┏━━

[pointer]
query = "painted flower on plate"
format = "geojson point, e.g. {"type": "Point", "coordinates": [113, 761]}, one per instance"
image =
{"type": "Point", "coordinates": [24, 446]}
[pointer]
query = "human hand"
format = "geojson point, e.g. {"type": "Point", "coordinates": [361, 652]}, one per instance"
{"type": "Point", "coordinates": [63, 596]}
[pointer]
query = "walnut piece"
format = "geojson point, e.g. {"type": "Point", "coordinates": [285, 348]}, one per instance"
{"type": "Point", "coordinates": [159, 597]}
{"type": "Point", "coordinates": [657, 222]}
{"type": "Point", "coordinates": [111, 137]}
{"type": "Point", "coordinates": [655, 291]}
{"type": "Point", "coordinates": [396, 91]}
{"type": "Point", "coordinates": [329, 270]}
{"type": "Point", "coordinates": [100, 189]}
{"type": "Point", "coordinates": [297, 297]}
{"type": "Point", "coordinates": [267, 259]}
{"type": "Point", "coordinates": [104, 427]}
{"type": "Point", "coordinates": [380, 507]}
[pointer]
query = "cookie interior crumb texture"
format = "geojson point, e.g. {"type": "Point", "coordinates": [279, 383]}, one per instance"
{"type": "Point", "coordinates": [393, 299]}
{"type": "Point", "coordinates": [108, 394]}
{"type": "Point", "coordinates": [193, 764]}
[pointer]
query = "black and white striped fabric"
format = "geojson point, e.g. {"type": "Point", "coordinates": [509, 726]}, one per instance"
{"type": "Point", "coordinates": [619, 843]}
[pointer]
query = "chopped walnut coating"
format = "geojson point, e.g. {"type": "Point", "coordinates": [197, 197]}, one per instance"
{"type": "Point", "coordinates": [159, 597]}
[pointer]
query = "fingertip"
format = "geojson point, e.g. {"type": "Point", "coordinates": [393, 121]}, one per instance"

┗━━

Return the lines of the records that include the string "walnut".

query = "walnut piece"
query = "chopped walnut coating"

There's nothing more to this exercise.